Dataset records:
--

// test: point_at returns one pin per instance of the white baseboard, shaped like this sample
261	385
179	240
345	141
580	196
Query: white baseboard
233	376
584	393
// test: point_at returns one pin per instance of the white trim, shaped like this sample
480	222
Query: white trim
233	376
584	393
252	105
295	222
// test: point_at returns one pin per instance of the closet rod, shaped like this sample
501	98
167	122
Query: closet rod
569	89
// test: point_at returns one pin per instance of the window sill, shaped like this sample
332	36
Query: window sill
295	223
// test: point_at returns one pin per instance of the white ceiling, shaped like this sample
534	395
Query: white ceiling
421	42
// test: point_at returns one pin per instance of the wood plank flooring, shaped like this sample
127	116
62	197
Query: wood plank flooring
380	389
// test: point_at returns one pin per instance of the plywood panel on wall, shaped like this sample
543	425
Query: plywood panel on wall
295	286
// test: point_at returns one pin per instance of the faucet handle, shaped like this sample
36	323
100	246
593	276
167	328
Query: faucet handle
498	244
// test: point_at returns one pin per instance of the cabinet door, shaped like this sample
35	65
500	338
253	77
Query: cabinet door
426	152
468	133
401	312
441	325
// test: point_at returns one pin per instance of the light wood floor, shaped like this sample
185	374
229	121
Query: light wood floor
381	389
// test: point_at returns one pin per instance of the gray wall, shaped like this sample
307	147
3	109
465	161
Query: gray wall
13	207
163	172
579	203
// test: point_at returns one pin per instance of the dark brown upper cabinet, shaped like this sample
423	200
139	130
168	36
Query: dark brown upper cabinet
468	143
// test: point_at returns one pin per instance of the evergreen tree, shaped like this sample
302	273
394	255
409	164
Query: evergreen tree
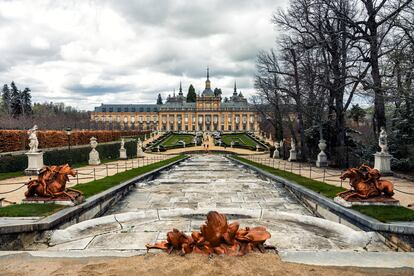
26	102
217	92
6	99
356	113
159	99
16	103
191	95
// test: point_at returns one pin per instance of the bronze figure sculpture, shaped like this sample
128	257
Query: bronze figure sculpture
51	183
366	183
216	236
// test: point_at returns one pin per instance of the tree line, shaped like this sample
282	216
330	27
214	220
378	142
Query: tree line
329	55
18	112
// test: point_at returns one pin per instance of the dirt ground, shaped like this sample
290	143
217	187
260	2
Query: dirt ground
163	264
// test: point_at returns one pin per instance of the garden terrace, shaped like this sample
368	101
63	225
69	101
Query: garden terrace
242	140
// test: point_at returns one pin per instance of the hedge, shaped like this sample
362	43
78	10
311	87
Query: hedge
15	140
13	163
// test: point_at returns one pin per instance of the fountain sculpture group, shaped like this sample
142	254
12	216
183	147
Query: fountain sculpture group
216	236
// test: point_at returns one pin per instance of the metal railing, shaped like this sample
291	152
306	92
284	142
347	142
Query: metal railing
100	171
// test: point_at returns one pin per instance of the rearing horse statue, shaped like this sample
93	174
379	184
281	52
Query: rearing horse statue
365	183
51	182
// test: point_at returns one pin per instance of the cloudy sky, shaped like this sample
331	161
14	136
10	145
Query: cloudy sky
89	52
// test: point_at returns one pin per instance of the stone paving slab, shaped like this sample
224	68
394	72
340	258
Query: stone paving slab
350	258
154	208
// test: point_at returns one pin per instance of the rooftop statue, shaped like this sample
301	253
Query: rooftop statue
366	183
51	182
216	236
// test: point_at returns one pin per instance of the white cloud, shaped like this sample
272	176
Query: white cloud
89	52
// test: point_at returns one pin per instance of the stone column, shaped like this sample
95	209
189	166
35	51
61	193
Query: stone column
276	153
292	152
383	158
94	154
122	150
322	160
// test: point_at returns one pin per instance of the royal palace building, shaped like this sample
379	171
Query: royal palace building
207	113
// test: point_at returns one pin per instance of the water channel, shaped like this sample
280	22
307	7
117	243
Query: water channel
180	198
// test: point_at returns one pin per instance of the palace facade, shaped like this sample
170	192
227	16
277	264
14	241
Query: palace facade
207	113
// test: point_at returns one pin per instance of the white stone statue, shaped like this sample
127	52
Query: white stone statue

--

Retype the data above exactly, dropping every picture.

// test: point_at returns one pin per instance of the white baseboard, shaped like this sample
261	385
179	240
345	141
580	196
Query: white baseboard
233	376
584	393
// test: point_at returns one pin per instance of the white trim, shaped like this sample
480	222
Query: white trim
233	376
584	393
252	105
295	222
// test: point_at returns one pin per instance of the closet rod, shaped like this sample
501	98
167	122
Query: closet rod
569	89
// test: point_at returns one pin per instance of the window sill, shaped like this sample
332	36
Query: window sill
295	223
// test: point_at returns one pin per instance of the white ceiling, shaped like this sample
534	395
Query: white ceiling
421	42
// test: point_at returns one pin per instance of the wood plank flooring, shaped like this sample
127	116
62	197
Query: wood plank flooring
380	389
// test: point_at returns one pin per instance of the plywood panel on wall, shaped like this sample
543	425
Query: plywood panel on wall
295	286
// test: point_at returns one pin per instance of the faucet handle, shaped like this sample
36	323
100	246
593	276
167	328
Query: faucet handle
498	244
// test: point_at returns one pin per instance of the cabinet door, shaped like this sample
35	65
500	338
253	77
Query: cabinet door
426	152
468	133
401	312
441	325
// test: point_at returns one pin per instance of the light wood floor, shaped like this sample
185	374
229	121
Query: light wood floor
381	389
// test: point_at returns one pin per instance of the gray wall, shaped like this sample
307	147
3	109
465	161
Query: gray wall
13	207
163	172
579	203
// test: point_at returns one pin per instance of the dark brown upper cabinet, shaped like this sample
423	200
139	130
168	36
Query: dark brown upper cabinet
468	143
// test: point_at returns one pin per instance of the evergreen tree, shaped like this sample
302	273
394	255
409	164
Query: evergreen tree
26	102
217	92
6	99
356	113
159	99
16	103
191	95
// test: point_at returns one pin per instance of the bronze figure sculpture, shaped like this sample
128	257
Query: bronze figure sculpture
51	183
366	183
216	236
// test: point_at returns one pin per instance of the tree line, shaped like this sample
282	216
330	27
214	220
378	142
Query: tree line
329	55
18	112
// test: point_at returns one pin per instance of the dirt ground, shaped like this sample
290	143
217	187
260	2
Query: dirt ground
163	264
// test: point_at returns one pin per instance of the garden terrace, shaped like this sample
368	101
63	225
69	101
Query: garden terrace
242	140
// test: point_at returns one pin per instance of the hedge, shaped like this sample
362	43
78	10
311	87
Query: hedge
15	140
13	163
// test: point_at returns one pin per instance of the fountain sculpture group, shaped like this sample
142	254
12	216
183	147
Query: fountain sculpture group
216	236
// test: point_at returns one pin per instance of the metal railing, shaped like this sample
291	152
306	92
284	142
347	142
Query: metal railing
100	171
// test: point_at returns one pin per instance of the rearing horse statue, shaped like this sample
93	174
379	184
281	52
Query: rearing horse statue
365	183
51	182
// test: point_at returns one pin per instance of the cloudy sky, shaped like this sample
331	161
14	136
10	145
Query: cloudy sky
89	52
// test: point_at returns one pin per instance of the stone paving slab, shaped like this sample
224	68
394	72
340	258
Query: stone paving slab
350	258
154	208
// test: point_at returns one pin per instance of the rooftop statue, shaped like this sample
301	253
Query: rooftop statue
366	183
51	182
216	236
// test: point_at returns one pin per instance of the white cloud, shaped like this sample
272	176
Query: white cloud
89	52
// test: point_at returns one pin per instance of the stone column, shaped like this sample
95	209
189	166
35	51
61	193
Query: stone column
276	153
292	152
383	158
94	154
122	150
322	160
// test: point_at returns one pin per instance of the royal palace building, shaped like this sample
379	171
Query: royal palace building
207	113
// test: point_at returns one pin per instance of the water channel, shaped like this sample
280	22
307	7
117	243
Query: water channel
180	198
// test: point_at returns one pin per instance of the palace facade, shaped like this sample
170	192
227	16
277	264
14	241
Query: palace facade
207	113
// test: point_at returns one pin per instance of the white stone statue, shaped like this sample
127	52
Query: white stone statue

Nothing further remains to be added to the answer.